• [WHAT YOU HAVE TO DO]: Copy out the full article on Bashir III word for word.

= Bashir III =

Emir of Lebanon from 1840 to 1842

Prince Bashir Chehab III (بشير الثالث الشهابي) was a ruler of the Mount Lebanon Emirate (7th Emir, reigned 1840–1842). After Prince Bashir II was banished from Lebanon, the Ottoman authorities in Asitana (Istanbul) appointed Prince Bashir III from the Chehab family to replace him.

==Early life==
Also known as Bashir Qasim al-Chehab, he was born in 1775, the son of Prince Qasim, and nephew of Emir Yusuf Chehab, (5th Emir of Lebanon, reigned 1770–1790). He died in 1860.

==Legacy==
The historians of the time commemorated him with the most cynical tales ever told about a Lebanese ruler, no one knows of any significant, rewarding things he did during his rule, and his followers gave him the humiliating nickname "Abou Taheen - أبو طحين" (father of flour), which by Greater Lebanese standards was a derogatory adjective.

• [RECORDS]:
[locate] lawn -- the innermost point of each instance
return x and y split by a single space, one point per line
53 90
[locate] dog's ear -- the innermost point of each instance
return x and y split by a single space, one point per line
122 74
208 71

• [WRITTEN REPLY]:
= Bashir III =

Emir of Lebanon from 1840 to 1842

Prince Bashir Chehab III (بشير الثالث الشهابي) was a ruler of the Mount Lebanon Emirate (7th Emir, reigned 1840–1842). After Prince Bashir II was banished from Lebanon, the Ottoman authorities in Asitana (Istanbul) appointed Prince Bashir III from the Chehab family to replace him.

==Early life==
Also known as Bashir Qasim al-Chehab, he was born in 1775, the son of Prince Qasim, and nephew of Emir Yusuf Chehab, (5th Emir of Lebanon, reigned 1770–1790). He died in 1860.

==Legacy==
The historians of the time commemorated him with the most cynical tales ever told about a Lebanese ruler, no one knows of any significant, rewarding things he did during his rule, and his followers gave him the humiliating nickname "Abou Taheen - أبو طحين" (father of flour), which by Greater Lebanese standards was a derogatory adjective.